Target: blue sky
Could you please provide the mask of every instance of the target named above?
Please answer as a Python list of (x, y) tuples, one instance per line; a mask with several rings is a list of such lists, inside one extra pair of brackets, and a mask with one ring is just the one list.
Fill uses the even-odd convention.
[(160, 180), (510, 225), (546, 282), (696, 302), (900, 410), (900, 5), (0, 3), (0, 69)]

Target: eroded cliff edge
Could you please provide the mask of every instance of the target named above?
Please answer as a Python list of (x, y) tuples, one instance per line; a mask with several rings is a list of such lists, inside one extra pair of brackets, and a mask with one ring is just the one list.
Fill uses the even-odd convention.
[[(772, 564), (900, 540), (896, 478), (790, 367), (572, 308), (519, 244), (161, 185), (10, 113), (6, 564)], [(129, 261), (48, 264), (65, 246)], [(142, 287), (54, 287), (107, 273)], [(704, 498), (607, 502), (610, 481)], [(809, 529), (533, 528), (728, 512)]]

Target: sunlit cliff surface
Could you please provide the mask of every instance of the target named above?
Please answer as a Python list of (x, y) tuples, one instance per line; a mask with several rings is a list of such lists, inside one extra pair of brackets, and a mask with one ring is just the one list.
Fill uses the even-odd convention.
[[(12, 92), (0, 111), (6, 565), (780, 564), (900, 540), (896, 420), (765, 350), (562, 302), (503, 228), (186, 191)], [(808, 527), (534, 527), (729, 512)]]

----------

Turn every line of the records above into one numbered list, skipping the blank lines.

=== RESPONSE BELOW ===
1. Target: blue sky
2. Could you please provide the mask of every instance of the target named above?
3. Please answer as a Python list of (x, y) tuples, one instance per line; a mask with several rings is a list of such lists, inside one extra pair of brackets, and a mask with one ring is just the one list.
4. Fill uses the even-odd convention.
5. [(160, 180), (510, 225), (546, 282), (696, 302), (900, 410), (900, 5), (0, 3), (0, 69)]
6. Target: eroded cliff edge
7. Could you please provide the mask of every instance of the target named above?
8. Please answer as a Python list of (x, y) tuples, one instance per line; a mask with several rings is a list of such lists, inside one extra pair of brackets, and a mask with one ring is just the one list.
9. Fill uses the even-odd convention.
10. [[(772, 564), (900, 540), (896, 478), (790, 367), (572, 308), (519, 244), (161, 185), (10, 113), (6, 564)], [(129, 261), (48, 264), (65, 246)], [(142, 287), (54, 287), (107, 273)], [(704, 498), (607, 502), (610, 481)], [(809, 529), (533, 528), (728, 512)]]
11. Target: sunlit cliff surface
12. Could you please provide the mask of every instance of the target named above?
13. Please answer as a Python list of (x, y) tuples, one instance per line; a mask with several rings is a list of such lists, inside one extra pair of brackets, and a mask with one ring is just the one list.
14. Fill uses the even-odd convention.
15. [[(12, 92), (0, 111), (6, 565), (780, 564), (900, 540), (896, 420), (765, 350), (562, 302), (503, 228), (186, 191)], [(808, 527), (534, 527), (729, 512)]]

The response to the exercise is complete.